タイトル画像:『義経千本桜 「河連法眼館」』 初代歌川豊国(1815)
演技を記憶するマガジン [ May,2022 ]

00.今月の演者役名作品インデックス

米国の若い俳優たち『モキシー 〜私たちのムーブメント〜』『ハーフ・オブ・イット:面白いのはこれから』『ブックスマート 卒業前夜のパーティーデビュー』
小林聡美:五十嵐芙美、松重豊:篠田吾郎、江口のりこ:菊池妙子、平岩紙:櫛本直子、斎藤汰鷹:櫛本航平『ツユクサ』
鈴木卓爾:筧井和夫『死刑にいたる病』
菅田将暉:源義経『鎌倉殿の13人』
藤山直美:花岡町子『芋たこなんきん』
竹本織太夫『義経千本桜』

01.今月の演技をめぐる言葉

メインコンテンツです。編集人が見かけた「演技についての言葉」を引用・記録しています。※引用先に画像がある場合、本文のみを引用し、リンクを張っています(ポスター・公式サイトトップ・書影など除く)。

che bunbun | 映画の伝道師 @routemopsy >
『死刑にいたる病』:阿部サダヲ以上に鈴木卓爾監督の演技がめちゃくちゃ怖かったな。ビールを飲んでいるだけなのに、完全に空間を支配する怖さ。セリフは少ないのだけれども、呪術廻戦かなと思うほどの負のオーラを纏っていて、圧倒していた。実はMVPは鈴木卓爾監督だったりするな。

Via Twitter

引用させていただいた皆さん。ありがとうございました †

02.雲水さんの今様歌舞伎旅(ときどき寄り道)

第十九回:大河ドラマに途中からハマっている人間が文楽を観た話。~箕山 雲水

 たしかに『鎌倉殿の13人』の影響もあるかもしれない。今までになく義経の状況が脳裏にしっかり刻まれていたせいといわれれば否定はできない。しかし、なぜこんなに何度も観た『義経千本桜』に心を鷲掴みにされるのだろう。そう思いながら、国立劇場で文楽を観ていた。どうしても涙が止まらない。劇場を出てもまだ涙が止まらなかったのは、いついらいのことだろう。近くのコンビニエンスストアで替えのマスクを買う程度には、すっかり涙で水浸しになっていた。

 今回の文楽公演は『豊竹咲太夫文化功労者顕彰記念/文楽座命名一五〇年』と銘打ったもので、私が観たのはその第一部の『義経千本桜』。長い作品の中の源九郎狐にまつわる伏見稲荷の段、道行初音旅の段、河連法眼館の段を抜き出しての上演だった。伏見稲荷の段こそ初見だが、あとの2つの段はしょっちゅう歌舞伎でもかかる演目だ。この2年は特によく観た印象で、飽き性の私が「かかると避ける」リストに入りかけていた。ところが、初日頃に観てきた歌舞伎もよく観る知人たちが、これをやたら褒めるのだ。しかも、豊竹咲太夫丈は休演されているというのに。何が起こっているのだろう、そう思いながら残り少ないチケットを購入した。客席に座る。遠い。これは詰んだ。ただでさえ文楽はよくわからないのに…!(文楽を前に観た頃、まだ私が幼すぎてわからなかっただけの話だが)

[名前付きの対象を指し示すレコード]
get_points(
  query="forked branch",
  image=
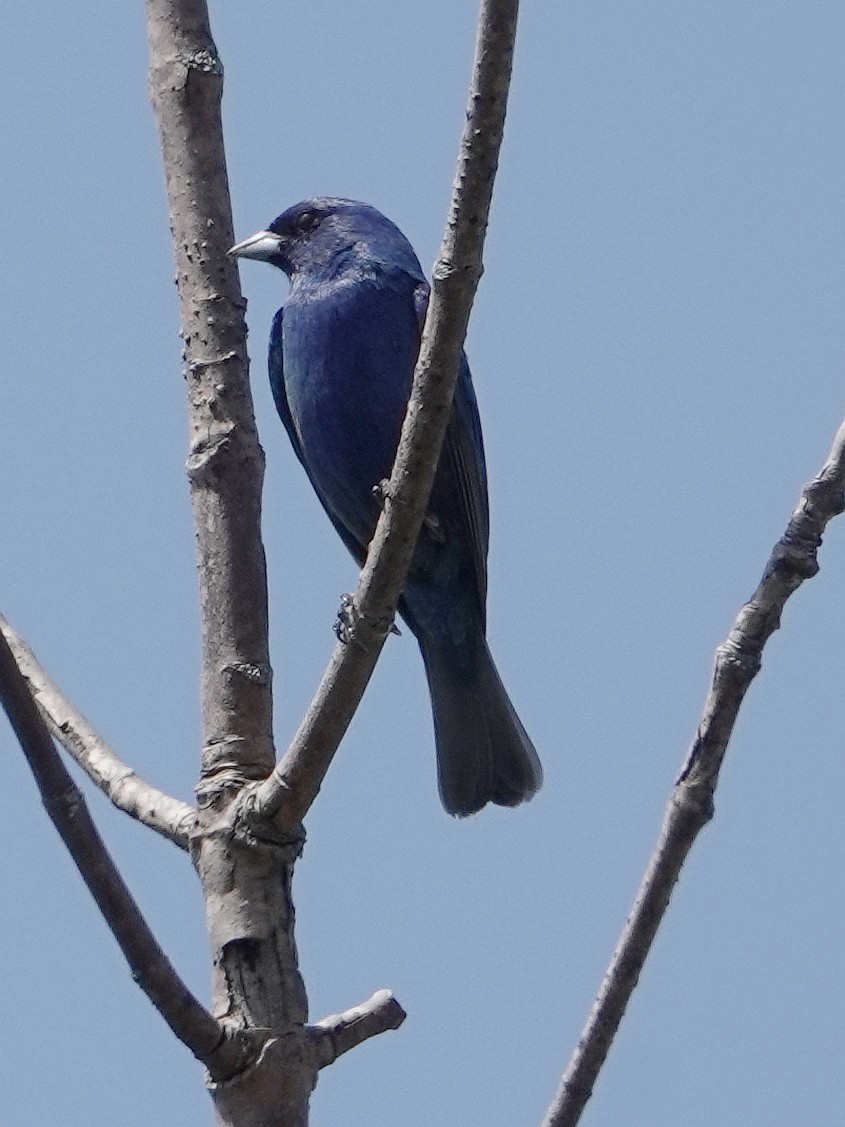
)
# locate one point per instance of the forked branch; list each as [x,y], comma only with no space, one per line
[150,967]
[738,659]
[134,796]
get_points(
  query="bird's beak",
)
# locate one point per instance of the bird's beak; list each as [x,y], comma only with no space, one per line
[263,245]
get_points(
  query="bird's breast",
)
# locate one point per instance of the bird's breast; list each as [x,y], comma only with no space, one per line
[348,357]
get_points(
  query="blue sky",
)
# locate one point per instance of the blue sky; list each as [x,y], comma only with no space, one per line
[658,347]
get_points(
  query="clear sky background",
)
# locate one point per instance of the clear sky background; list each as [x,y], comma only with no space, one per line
[658,347]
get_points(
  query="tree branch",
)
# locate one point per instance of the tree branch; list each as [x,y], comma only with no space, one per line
[343,1031]
[738,659]
[134,796]
[298,778]
[151,969]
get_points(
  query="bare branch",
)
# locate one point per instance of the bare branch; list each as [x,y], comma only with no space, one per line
[150,967]
[134,796]
[343,1031]
[738,659]
[296,780]
[225,467]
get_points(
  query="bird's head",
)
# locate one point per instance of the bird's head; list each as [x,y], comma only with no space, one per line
[326,236]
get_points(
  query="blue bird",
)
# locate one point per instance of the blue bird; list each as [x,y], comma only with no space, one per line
[341,360]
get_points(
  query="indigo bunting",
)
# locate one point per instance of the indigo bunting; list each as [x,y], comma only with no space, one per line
[341,360]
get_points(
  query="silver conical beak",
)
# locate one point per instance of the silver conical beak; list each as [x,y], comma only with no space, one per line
[263,246]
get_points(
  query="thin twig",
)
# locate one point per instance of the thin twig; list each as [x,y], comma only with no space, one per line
[296,779]
[793,559]
[343,1031]
[150,967]
[134,796]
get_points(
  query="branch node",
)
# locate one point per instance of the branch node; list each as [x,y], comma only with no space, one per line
[343,1031]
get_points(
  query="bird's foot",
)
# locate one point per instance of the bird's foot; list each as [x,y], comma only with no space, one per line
[345,621]
[381,491]
[349,618]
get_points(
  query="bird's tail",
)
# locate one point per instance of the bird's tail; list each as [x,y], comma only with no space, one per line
[483,753]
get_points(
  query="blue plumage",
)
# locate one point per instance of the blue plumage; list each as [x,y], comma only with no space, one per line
[341,360]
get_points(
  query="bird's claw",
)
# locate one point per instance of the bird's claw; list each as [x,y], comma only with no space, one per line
[381,491]
[349,617]
[345,621]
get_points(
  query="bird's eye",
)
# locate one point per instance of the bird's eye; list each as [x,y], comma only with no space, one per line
[307,221]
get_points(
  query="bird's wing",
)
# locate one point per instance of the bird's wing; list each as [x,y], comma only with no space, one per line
[276,366]
[459,496]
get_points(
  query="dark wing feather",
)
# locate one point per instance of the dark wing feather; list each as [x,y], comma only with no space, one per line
[462,471]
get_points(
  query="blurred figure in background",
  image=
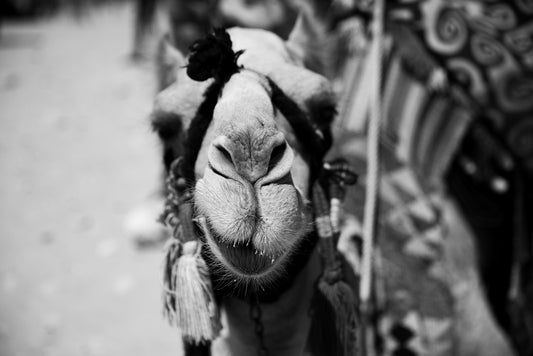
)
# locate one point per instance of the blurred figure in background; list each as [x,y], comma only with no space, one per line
[187,21]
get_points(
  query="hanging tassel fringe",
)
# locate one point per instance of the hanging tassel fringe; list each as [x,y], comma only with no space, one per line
[195,307]
[189,300]
[334,302]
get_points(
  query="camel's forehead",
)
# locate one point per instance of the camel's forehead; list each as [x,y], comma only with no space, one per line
[264,53]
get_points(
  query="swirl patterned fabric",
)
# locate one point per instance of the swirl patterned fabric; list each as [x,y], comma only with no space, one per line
[486,47]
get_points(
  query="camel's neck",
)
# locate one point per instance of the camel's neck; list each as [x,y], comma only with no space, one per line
[286,321]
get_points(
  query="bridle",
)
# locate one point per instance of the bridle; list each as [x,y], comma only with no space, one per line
[214,58]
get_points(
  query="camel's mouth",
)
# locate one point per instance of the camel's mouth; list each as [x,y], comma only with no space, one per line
[243,259]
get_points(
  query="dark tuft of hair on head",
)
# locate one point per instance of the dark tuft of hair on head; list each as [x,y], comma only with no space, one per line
[213,57]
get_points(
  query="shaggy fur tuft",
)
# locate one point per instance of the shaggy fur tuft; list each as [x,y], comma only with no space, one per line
[213,57]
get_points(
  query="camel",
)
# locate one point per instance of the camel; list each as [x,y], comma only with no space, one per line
[244,134]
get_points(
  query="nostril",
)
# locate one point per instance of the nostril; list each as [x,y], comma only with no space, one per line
[276,155]
[224,153]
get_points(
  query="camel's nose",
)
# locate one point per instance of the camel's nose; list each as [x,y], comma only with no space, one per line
[252,155]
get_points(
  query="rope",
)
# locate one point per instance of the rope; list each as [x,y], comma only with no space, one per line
[372,180]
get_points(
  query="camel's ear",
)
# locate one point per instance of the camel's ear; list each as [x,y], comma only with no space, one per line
[169,61]
[308,40]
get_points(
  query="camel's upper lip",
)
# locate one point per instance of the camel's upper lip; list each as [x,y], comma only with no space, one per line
[243,258]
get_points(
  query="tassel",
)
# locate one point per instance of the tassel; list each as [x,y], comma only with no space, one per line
[189,300]
[195,305]
[334,301]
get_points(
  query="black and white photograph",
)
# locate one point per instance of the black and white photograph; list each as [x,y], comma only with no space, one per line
[266,177]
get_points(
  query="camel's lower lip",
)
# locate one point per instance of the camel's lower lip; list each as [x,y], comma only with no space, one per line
[245,258]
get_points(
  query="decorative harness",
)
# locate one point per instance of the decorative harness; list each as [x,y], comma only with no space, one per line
[189,286]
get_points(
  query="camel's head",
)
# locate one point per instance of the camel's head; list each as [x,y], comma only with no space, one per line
[257,157]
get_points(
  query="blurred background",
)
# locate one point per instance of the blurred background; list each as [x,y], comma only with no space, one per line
[76,154]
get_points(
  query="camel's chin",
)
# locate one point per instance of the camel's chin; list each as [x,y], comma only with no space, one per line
[244,261]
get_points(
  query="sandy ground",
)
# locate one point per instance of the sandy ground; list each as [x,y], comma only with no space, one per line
[76,155]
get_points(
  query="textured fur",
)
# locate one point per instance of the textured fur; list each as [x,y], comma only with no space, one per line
[252,184]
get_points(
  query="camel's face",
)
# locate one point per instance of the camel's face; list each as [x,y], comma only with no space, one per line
[252,191]
[253,176]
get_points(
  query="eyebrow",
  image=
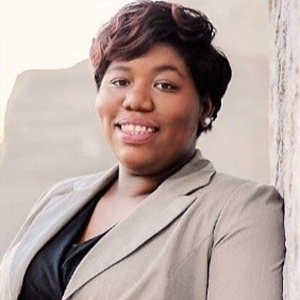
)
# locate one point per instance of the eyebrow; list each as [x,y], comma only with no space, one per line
[158,69]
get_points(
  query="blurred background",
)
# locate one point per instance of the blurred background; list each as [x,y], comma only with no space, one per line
[50,130]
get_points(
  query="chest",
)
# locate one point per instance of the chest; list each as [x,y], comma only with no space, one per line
[106,214]
[173,265]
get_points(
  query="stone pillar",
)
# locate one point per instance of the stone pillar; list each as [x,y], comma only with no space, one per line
[285,128]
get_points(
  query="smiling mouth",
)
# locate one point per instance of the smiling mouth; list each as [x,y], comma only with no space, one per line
[136,129]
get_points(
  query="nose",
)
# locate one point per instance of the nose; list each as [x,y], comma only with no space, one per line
[138,99]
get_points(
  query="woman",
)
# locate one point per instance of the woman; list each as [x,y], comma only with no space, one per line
[162,224]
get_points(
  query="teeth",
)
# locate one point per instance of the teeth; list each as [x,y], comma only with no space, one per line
[136,129]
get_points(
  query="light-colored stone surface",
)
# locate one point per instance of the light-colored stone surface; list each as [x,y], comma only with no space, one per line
[53,132]
[285,142]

■ **短い課題 A**: 演技を記憶するマガジンの抜粋で、『ツユクサ』の演者として挙げられている俳優の名前をすべて書き出してください。
■ **短い課題 B**: 演技を記憶するマガジンの抜粋によると、筆者が文楽を観た劇場はどこですか。
■ **短い課題 C**: 演技を記憶するマガジンの抜粋にある文楽観劇記を、最後の文の後から書き継いでください。

■ **課題の解答 A**: 小林聡美、松重豊、江口のりこ、平岩紙、斎藤汰鷹

■ **課題の解答 B**: 国立劇場です。

■ **課題の解答 C**:
 さて幕が開く。口上に続いて人形が出る。義経が頼朝から謀叛の疑いをかけられて西国へ落ちゆくその途中の場面で、その経緯が義太夫という音楽によって紡がれていく。時にはセリフになり、時には情景描写になり、ひとりの太夫が男も女も説明も全てやる、それが不思議とすとんすとんと心に落ちて、気づけば物語に引き込まれていた。義経はやはり過激な人なのか。あ、狐が出てきたぞ、あ、忠信に化けた、そんなネタバラシを早々にやる?
次の場面では、静御前が打つ鼓の音につられてはぐれたはずの忠信の姿の源九郎狐がどこからともなくやってきて、静と寄り添って踊る、そう…歌舞伎の印象から踊る場面だと思っていたのだが。ひとしきり踊った2人が、壇ノ浦の合戦の話をするところから急にしゃべりはじめた。しかも驚くほど饒舌。たしかに言われてみれば戦物語の場面だからしゃべるほうが自然なのだけれど、歌舞伎はそれを踊りで表現する。だから、静御前と忠信がしゃべりはじめた時、しばらく心が迷子になった。ところが迷子になった心がようやくそこで行われていることを理解した瞬間、自分の身に予想もしない出来事が起きる。急にウワッと腹の底から涙が噴出したのだ。すっかり飽きているはずの場面で、「これは壇ノ浦の話だ」とそんな当たり前のことがいまさら濁流のように押し寄せて。

 あとで思えば、私は伏見稲荷の段からずっと、何か得体のしれない妖術にひっかかっていたのだ。「ここは泣く場面」「ここは盛り上がるところ」と情景描写から台詞からあらゆる手段でわかりやすく表現され、さらに腹の底にびびいんと響く太棹三味線が組み合わさることで逃げ場がないほど感情を揺さぶってくる義太夫という妖術に。おまけに舞台上で演じているのは人形だ。彼らには感情はないし、声を発することもない。自分をどう表現するかなど邪念にとらわれることもなく、まっすぐそこにいる人形たちだ。その人形たちを通して、妖術が歪められることなくストレートに客席に飛んでくる。ああもう逃げ場がない!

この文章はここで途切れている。